Estratto del documento:
####################
Quante biciclette possiede?
«Ne ho due, la prima comprata da ragazzo da un artigiano mantovano della Bianchi, in acciaio, col cambio Campagnolo: l'aveva battezzata Cavanna che era il nome del mitico massaggiatore cieco di Coppi. Quando ho lasciato Milano ho voluto portarmi un ricordo e sono andato a Treviglio a comprarmi una Bianchi: c'era un meccanico in pensione che aveva fatto le ultime biciclette di Coppi. È una Bianchi su misura, in carbonio. Sono nato che il Campionissimo era morto da pochi mesi. Quando sei in cima al Pordoi e pensi che l'ha fatto con una bicicletta che pesava tre volte la mia e su strade sterrate, pensi all'epico di quelle gesta!».
La sua impresa più impegnativa?
«Ho scalato il Pordoi, modestamente. Quando Dio ha fatto il Pordoi lo ha fatto pensando a tutti e non solo a Vincenzo Nibali. Ci metto almeno un'ora e mezza più di lui per arrivare in cima. Devi fare attenzione alle macchine e ai camion. Io vado quasi sempre da solo».
E la musica quando è arrivata nella vita di Fortunato?
«Non c'era la musica nella mia famiglia. Sono figlio del boom economico, vengo da contadini veneti del Monte Baldo che si trasferirono a metà degli Anni 50 in pianura per continuare a fare i contadini. Col boom, mio padre Luigi lasciò la campagna e mise su una piccola impresa di trasporti e movimento terra, era il periodo in cui si costruivano strade. Allora si poteva fare, c'erano le cambiali e i sogni. Lui guidava uno dei suoi camion, è morto in un incidente. Ho incominciato a pensare alla musica a dieci anni, ero affascinato da uno zio paterno che suonava il clarinetto nella banda della Finanza. Guardavo in tv i programmi di musica classica e il concerto di Arturo Benedetti Michelangeli. Ma l'inizio vero del mio amore per la musica è scattato dopo la morte di mio padre, quando mia madre faceva le pulizie nell'asilo che frequentavo io: nell'aula c'era un armonium con una suora cattivissima che non faceva avvicinare nessuno. Aspettavo che tutti andassero via e, quando c'era solo mia madre, mi avvicinavo a strimpellare».
Il suo primo strumento?
«Doveva essere un clarinetto, invece è stato un trombone! Colpa della burocrazia statale. Ero nella nuova banda e hanno sbagliato l'invio: arrivò un trombone e siccome non volevo restare senza, mi sono caricato sulle spalle la grossa custodia e sono tornato a casa. La prima volta in pubblico è stato per un funerale, mi fece impressione perché suonavo per una persona che avevo conosciuto».
####################
(Dati di annotazione a punti)
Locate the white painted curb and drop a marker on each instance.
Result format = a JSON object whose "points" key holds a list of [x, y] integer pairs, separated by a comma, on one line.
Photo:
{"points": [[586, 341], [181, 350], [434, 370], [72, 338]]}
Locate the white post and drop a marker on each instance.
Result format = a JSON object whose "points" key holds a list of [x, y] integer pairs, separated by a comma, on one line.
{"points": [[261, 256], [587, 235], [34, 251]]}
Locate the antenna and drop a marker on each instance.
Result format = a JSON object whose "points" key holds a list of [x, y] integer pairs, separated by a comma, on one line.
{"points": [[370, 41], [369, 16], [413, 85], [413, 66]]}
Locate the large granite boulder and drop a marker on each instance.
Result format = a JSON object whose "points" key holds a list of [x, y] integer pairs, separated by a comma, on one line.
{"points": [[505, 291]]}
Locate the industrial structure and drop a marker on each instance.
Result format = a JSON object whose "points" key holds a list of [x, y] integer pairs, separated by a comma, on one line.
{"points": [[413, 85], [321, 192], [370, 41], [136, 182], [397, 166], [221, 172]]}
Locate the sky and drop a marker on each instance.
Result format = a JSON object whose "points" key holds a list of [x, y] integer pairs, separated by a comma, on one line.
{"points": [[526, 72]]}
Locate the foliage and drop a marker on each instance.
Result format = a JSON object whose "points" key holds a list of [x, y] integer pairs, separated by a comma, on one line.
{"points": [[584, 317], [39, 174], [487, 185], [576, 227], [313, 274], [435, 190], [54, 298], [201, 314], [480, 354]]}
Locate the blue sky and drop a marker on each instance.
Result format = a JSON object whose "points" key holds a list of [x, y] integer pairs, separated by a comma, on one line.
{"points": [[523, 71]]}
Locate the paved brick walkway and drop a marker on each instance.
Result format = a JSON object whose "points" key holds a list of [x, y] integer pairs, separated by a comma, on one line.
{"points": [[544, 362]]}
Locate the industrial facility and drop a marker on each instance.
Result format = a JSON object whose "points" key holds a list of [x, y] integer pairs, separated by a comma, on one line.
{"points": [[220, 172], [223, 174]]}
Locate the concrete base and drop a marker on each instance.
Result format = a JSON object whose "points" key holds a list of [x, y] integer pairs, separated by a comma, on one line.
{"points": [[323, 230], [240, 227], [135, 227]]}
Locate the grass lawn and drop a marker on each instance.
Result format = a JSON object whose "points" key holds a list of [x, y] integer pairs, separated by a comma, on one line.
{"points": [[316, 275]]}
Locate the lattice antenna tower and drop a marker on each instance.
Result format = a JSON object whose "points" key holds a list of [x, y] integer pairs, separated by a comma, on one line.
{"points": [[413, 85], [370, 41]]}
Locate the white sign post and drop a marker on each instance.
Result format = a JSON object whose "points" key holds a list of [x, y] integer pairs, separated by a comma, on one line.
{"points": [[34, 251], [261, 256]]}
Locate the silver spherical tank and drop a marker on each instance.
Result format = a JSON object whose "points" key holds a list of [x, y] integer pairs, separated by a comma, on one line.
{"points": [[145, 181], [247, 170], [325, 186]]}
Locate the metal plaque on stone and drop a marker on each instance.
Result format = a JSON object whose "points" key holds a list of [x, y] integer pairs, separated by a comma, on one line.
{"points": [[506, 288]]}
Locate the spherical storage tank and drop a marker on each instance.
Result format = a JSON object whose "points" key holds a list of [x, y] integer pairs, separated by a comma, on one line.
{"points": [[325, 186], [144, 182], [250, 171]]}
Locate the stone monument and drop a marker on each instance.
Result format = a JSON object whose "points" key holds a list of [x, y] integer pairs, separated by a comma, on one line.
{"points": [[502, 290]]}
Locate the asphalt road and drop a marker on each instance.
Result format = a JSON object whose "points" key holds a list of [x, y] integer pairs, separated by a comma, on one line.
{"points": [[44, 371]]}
####################
Esercizi scritti:
[a] Come si traduce in inglese la frase «Io vado quasi sempre da solo», tratta dall'intervista?
[b] Riscrivi il passo dell'intervista tra "La sua impresa" e "vita di Fortunato?", estremi inclusi, sostituendo "macchine" con "automobili".

Soluzioni svolte:
[a] I almost always go alone.

[b]
La sua impresa più impegnativa?
«Ho scalato il Pordoi, modestamente. Quando Dio ha fatto il Pordoi lo ha fatto pensando a tutti e non solo a Vincenzo Nibali. Ci metto almeno un'ora e mezza più di lui per arrivare in cima. Devi fare attenzione alle automobili e ai camion. Io vado quasi sempre da solo».
E la musica quando è arrivata nella vita di Fortunato?